Data excerpts Block Start
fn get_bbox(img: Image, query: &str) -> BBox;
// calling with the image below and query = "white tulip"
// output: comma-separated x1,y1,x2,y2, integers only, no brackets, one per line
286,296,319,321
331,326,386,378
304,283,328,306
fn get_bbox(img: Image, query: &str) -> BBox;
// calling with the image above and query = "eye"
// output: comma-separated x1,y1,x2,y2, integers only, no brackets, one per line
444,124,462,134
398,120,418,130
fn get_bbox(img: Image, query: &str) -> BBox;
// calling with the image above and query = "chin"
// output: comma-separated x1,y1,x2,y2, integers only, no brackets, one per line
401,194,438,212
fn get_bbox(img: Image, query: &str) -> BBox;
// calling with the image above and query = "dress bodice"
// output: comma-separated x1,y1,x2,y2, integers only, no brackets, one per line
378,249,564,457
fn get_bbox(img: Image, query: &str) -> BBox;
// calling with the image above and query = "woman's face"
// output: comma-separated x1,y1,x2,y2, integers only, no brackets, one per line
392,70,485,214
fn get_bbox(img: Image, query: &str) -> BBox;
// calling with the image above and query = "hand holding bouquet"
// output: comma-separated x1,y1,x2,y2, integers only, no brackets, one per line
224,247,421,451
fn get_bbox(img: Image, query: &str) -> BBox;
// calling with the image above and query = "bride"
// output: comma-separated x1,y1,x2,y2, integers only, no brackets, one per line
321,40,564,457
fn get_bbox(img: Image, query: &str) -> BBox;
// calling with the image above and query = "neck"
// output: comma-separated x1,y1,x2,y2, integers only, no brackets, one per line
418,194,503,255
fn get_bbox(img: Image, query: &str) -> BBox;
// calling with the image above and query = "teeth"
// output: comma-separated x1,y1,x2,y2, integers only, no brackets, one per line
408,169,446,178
Data excerpts Block End
Activity: A single number is the whole answer: the tally of lines in the entries that hold "above".

Solution for this problem: 8